***** DATASET CONTENT *****

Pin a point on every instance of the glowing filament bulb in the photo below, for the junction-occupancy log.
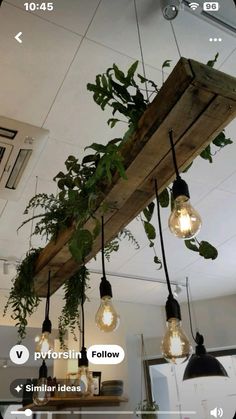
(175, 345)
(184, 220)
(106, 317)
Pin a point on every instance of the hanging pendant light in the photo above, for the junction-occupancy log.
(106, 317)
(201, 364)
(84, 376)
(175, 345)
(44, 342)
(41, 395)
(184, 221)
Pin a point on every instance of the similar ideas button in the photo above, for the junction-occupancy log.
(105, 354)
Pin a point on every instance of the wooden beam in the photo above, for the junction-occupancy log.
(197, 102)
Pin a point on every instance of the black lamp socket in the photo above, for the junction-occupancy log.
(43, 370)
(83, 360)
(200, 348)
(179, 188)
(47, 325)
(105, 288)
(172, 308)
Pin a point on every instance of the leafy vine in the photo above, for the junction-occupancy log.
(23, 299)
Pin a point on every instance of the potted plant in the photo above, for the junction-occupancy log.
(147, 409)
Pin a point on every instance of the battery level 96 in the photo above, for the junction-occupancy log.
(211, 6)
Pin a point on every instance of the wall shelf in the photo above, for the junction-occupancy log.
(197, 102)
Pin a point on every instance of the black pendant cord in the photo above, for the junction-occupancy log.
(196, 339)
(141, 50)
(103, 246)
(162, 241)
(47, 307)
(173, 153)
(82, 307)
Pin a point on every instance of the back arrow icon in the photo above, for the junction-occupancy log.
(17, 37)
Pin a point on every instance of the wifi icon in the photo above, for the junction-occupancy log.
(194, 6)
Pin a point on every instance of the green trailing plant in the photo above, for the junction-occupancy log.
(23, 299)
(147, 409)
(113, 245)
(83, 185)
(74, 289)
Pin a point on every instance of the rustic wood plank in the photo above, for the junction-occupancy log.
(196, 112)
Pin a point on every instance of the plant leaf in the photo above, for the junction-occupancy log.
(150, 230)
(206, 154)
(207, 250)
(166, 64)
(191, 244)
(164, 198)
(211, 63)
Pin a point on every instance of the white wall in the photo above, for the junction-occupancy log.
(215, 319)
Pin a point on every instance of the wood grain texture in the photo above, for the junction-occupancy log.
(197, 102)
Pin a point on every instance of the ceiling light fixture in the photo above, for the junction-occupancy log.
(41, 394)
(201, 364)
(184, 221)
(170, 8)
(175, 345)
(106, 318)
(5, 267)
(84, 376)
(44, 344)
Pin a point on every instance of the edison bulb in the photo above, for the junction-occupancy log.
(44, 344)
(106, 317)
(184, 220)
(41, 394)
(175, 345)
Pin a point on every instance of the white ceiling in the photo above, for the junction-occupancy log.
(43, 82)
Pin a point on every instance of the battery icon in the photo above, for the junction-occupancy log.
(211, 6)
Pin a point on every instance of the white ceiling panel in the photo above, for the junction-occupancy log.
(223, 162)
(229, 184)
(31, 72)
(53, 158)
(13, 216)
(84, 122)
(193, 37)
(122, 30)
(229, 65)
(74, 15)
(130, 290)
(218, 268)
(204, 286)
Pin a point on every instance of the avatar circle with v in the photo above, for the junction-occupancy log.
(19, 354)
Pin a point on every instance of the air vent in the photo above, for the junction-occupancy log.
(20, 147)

*****

**WHAT TO PRODUCE:** Copy all of the lines above word for word, omitting the pictures from your answer.

**EXERCISE SOLUTION:**
Pin a point on every instance of the glowing filament bulb in the photo below, for the junction-occupancy log.
(175, 345)
(184, 220)
(106, 317)
Pin a point on every instance of the hanging pendant light in the photo above, for the junction-occupancy log.
(106, 317)
(201, 364)
(84, 376)
(175, 345)
(44, 342)
(41, 395)
(184, 221)
Pin a point on every instance of the similar ideas button in the photo above, for the junction-occupancy log.
(105, 354)
Pin a point on every instance of the wooden beam in the photo above, for the junction-occupancy log.
(197, 102)
Pin a point on every instance of the black lamp socket in the photo above, for the junction-occupancy log.
(43, 370)
(83, 360)
(200, 348)
(179, 188)
(47, 325)
(105, 288)
(172, 308)
Pin a point on every instance of the leafy vine in the photo above, for the junction-occupancy log.
(23, 299)
Pin a point on every instance of the potted plant in the photo above, for the junction-occupancy log.
(147, 409)
Pin a point on every instance of the battery level 96 in the photo above, for the junction-occupancy log.
(211, 6)
Pin a point on every instance of the wall shelf in the photo above, for the junction-occupancy log.
(197, 102)
Pin a point on every instance of the black pendant cord in the photo above, for the junction-occupancy log.
(196, 339)
(141, 50)
(103, 246)
(162, 241)
(47, 307)
(173, 153)
(82, 307)
Pin a point on every instance of the back arrow icon in the photo above, for the junction-occupancy log.
(17, 37)
Pin a point on every instance of the wifi icon in the photo above, for the junction-occupancy log.
(194, 6)
Pin a point on every instance of the green trailing plant in the photo above, for the junction-occupancy log.
(23, 299)
(147, 409)
(113, 245)
(83, 185)
(74, 289)
Pin a point on every instance of the rustic wood plank in the photo above, for the junction-occupancy log.
(196, 112)
Pin a point on every instance of the plant leaf in the photo above, for the junction-occupancy log.
(150, 230)
(206, 154)
(207, 250)
(166, 64)
(191, 244)
(164, 198)
(211, 63)
Pin a point on every instance of the white wall in the photo above, for the junction-occupancy log.
(215, 319)
Pin a point on every instance of the wood grain texture in the photo above, for the junction-occupancy log.
(197, 102)
Pin a point on every instance of the ceiling light fixture in the photo above, for the junction-occupancy log.
(41, 394)
(201, 364)
(184, 221)
(170, 8)
(175, 345)
(106, 318)
(5, 267)
(84, 376)
(44, 344)
Pin a point on every instance of the edison bulb in the photo above, for the junction-occupancy log.
(44, 344)
(106, 317)
(184, 220)
(41, 394)
(175, 345)
Pin a point on every instance of the white ceiling in the photo above, for the junction-occupancy log.
(43, 82)
Pin a point on every instance of the battery icon in the photo above, for the junction-occupancy log.
(211, 6)
Pin a point on every instance of the white ceiling panel in the photo above, for the junction-occupancy log.
(223, 162)
(229, 184)
(31, 72)
(53, 158)
(13, 216)
(84, 122)
(193, 37)
(122, 30)
(229, 65)
(74, 15)
(130, 290)
(218, 268)
(204, 286)
Pin a point on every instance of the avatar circle with v in the photo above, for the junction-occupancy log.
(19, 354)
Pin a point on every instance of the air vent in the photo above, for the junction-occupancy log.
(20, 147)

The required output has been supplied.